EXERCISE BRIEF
Reproduce the data from the line containing "Every instance of the mud-covered" down to the end of the data, substituting "rock" for every occurrence of "boulder" and leaving all else unchanged.
═════ MATERIALS PROVIDED ═════
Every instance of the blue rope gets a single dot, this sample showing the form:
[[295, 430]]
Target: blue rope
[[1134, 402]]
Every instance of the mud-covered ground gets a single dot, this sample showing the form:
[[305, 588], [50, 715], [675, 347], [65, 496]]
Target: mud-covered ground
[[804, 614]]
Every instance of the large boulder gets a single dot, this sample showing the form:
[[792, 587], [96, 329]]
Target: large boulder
═════
ANSWER TO THIS PROBLEM
Every instance of the mud-covered ground gets a single dot, this sample showing the form:
[[305, 588], [50, 715], [675, 347], [65, 496]]
Target: mud-covered ground
[[804, 614]]
Every instance of the large rock gets a single dot, this sample showing the form:
[[792, 587], [96, 329]]
Target: large rock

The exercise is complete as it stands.